# [CONSEGNE DELL'ESERCIZIO]
- A) Trascrivi dall'articolo sul muflone del Giglio tutto il tratto che va da "ISOLA DEL GIGLIO –" giù fino a "afferma Stefano Deliperi.".
- B) Rispondi in base all'articolo sul muflone del Giglio:
(i) In che data il GrIG ha inoltrato la nuova istanza?
(ii) Quanti metri di recinzione comporta il ripristino del recinto del Promontorio del Franco?
(iii) In quale mese e anno è stato raggiunto l'accordo fra Giampiero Sammuri e Michela Vittoria Brambilla?
- C) Riprendi l'articolo sul muflone dell'Isola del Giglio e proseguilo dopo l'ultima frase riportata.

# [SEZIONE DI TESTO]

▬▬▬▬▬▬▬▬▬▬

ISOLA DEL GIGLIO – Il GrIG, Gruppo d’Intervento Giuridico, ha inoltrato una nuova istanza (26 settembre 2022) finalizzata alla realizzazione dell’area faunistica del Muflone con il ripristino (un migliaio di metri di recinzione) del precedente recinto del Promontorio del Franco a Giglio Campese, proposta da Save Giglio.
«Abbiamo un’area faunistica sul modello ben noto in tutta Europa, dal Parco nazionale della Foresta Bavarese (Lusen National Park Centre) al Parco faunistico del Monte Amiata» afferma Stefano Deliperi.
«Con una spesa contenuta per il ripristino della recinzione, i pochi esemplari di Muflone dell’Isola del Giglio potrebbero vivere in pace senza creare alcun fantomatico problema a biodiversità e agricoltura, costituendo anche un’attrattiva di grande interesse e consentendo a un parco nazionale di fare quello che un’area naturale protetta deve fare, cioè salvaguardare ambiente e specie faunistiche».
«Nel novembre 2021 un accordo fra il presidente dell’Ente Parco dell’Arcipelago Toscano Giampiero Sammuri e l’on. Michela Vittoria Brambilla, presidente dell’Intergruppo parlamentare per i diritti degli animali e della Lega italiana per la Difesa degli Animali e dell’Ambiente, sembrava aver risolto una vicenda a dir poco paradossale: l’eliminazione dei pochi esemplari di Muflone rimasti sull’Isola del Giglio a fucilate condotta da un Ente Parco. Le battute di caccia sarebbero state sospese con l’obiettivo di trovare un accordo per la rimozione completa incruenta dell’ungulato».

▬▬▬▬▬▬▬▬▬▬

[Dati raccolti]
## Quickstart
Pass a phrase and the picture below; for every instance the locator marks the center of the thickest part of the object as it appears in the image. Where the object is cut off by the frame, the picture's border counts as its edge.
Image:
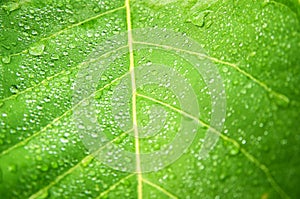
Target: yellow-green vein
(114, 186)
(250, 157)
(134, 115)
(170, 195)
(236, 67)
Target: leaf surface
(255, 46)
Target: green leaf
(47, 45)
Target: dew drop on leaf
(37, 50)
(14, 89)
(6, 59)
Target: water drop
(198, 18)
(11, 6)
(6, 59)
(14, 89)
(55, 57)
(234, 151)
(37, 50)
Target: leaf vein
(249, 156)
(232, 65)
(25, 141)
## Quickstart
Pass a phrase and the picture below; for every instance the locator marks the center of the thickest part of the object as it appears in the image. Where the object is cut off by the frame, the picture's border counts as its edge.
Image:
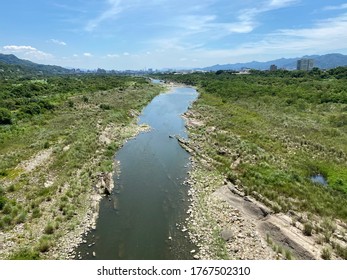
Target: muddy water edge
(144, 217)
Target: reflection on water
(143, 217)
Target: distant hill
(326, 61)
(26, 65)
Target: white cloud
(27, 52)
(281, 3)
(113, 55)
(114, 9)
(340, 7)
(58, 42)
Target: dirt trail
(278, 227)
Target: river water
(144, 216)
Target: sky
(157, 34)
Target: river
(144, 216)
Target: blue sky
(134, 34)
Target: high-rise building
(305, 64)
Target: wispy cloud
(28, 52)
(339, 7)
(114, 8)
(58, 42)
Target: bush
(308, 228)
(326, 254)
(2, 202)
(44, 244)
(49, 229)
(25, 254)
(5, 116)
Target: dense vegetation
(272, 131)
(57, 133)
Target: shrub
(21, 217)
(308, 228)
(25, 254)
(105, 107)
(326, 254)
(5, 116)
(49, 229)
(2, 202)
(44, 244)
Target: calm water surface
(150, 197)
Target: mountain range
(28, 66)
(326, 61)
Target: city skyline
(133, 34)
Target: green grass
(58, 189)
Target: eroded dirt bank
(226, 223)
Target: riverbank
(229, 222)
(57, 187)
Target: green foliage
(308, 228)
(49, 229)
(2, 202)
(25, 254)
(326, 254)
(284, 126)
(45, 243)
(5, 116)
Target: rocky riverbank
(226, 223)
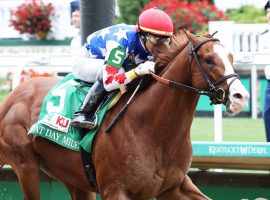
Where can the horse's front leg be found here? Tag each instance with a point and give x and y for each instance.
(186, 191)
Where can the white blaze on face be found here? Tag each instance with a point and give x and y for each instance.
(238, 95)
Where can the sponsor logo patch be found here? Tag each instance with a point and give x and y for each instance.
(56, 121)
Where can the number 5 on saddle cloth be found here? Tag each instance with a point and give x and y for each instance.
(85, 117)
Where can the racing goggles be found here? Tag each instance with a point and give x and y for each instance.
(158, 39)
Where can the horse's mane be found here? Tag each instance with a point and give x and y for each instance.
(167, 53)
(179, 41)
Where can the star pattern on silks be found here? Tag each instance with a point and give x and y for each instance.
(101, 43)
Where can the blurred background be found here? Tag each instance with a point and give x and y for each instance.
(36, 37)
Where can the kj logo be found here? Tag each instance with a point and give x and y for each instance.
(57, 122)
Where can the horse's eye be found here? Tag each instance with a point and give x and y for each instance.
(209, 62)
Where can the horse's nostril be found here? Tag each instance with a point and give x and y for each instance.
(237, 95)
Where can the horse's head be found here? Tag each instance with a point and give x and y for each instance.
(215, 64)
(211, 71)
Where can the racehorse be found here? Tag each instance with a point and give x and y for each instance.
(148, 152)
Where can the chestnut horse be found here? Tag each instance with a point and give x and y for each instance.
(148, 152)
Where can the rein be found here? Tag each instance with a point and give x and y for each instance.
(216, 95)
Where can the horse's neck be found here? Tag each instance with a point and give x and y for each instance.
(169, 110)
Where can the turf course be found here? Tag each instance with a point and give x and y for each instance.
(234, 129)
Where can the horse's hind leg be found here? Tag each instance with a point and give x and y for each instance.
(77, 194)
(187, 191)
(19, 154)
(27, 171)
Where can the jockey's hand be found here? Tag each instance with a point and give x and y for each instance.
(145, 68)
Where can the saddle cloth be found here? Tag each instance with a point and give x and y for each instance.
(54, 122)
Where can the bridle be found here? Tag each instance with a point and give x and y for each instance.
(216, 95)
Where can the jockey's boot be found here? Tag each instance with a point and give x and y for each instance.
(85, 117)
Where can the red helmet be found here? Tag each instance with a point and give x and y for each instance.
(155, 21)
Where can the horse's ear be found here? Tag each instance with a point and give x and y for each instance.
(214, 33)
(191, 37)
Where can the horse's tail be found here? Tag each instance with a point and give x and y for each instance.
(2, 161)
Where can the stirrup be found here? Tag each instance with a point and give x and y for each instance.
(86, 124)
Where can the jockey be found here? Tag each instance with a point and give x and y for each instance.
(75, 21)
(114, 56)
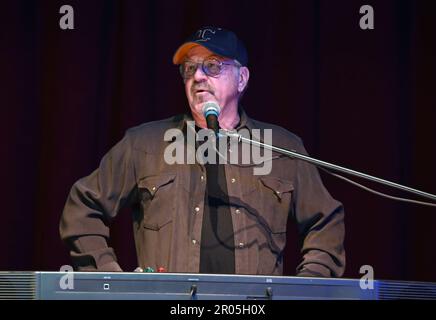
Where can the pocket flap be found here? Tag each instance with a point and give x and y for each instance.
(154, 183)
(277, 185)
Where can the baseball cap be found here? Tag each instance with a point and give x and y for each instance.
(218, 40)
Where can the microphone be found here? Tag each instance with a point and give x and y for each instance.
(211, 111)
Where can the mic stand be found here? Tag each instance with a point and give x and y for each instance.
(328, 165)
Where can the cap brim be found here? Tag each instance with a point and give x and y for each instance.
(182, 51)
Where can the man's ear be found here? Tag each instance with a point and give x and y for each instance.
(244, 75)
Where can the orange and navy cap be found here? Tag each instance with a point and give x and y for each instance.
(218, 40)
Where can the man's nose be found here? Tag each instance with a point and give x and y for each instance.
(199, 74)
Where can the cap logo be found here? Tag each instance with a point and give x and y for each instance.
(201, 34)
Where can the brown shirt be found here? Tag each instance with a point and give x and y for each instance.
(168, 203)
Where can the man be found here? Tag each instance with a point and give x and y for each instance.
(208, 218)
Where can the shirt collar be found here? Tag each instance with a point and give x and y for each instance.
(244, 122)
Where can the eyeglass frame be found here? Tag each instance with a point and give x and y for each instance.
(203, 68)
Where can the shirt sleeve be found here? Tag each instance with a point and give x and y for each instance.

▬▬▬▬▬▬▬▬▬▬

# [RISPOSTE PER CONSEGNA]
- A)
ISOLA DEL GIGLIO – Il GrIG, Gruppo d’Intervento Giuridico, ha inoltrato una nuova istanza (26 settembre 2022) finalizzata alla realizzazione dell’area faunistica del Muflone con il ripristino (un migliaio di metri di recinzione) del precedente recinto del Promontorio del Franco a Giglio Campese, proposta da Save Giglio.
«Abbiamo un’area faunistica sul modello ben noto in tutta Europa, dal Parco nazionale della Foresta Bavarese (Lusen National Park Centre) al Parco faunistico del Monte Amiata» afferma Stefano Deliperi.

- B)
(i) Il 26 settembre 2022.
(ii) Un migliaio di metri.
(iii) Nel novembre 2021.

- C)
«Con gli anni, senza nemici naturali a parte l’uomo, i Mufloni si erano moltiplicati con gli ovvi effetti sulla biodiversità, sulla vegetazione e sulle coltivazioni agricole. Il progetto Life Lestgo Giglio (finanziato con 1.6 milioni di euro di fondi comunitari) prevede il ristabilimento degli equilibri ecologici anche con l’allontanamento del Muflone dall’Isola del Giglio. Dalla primavera del 2021 sono stati già trasferiti sulla terraferma toscana 20 esemplari sui 70-80 viventi sull’Isola» continua la nota.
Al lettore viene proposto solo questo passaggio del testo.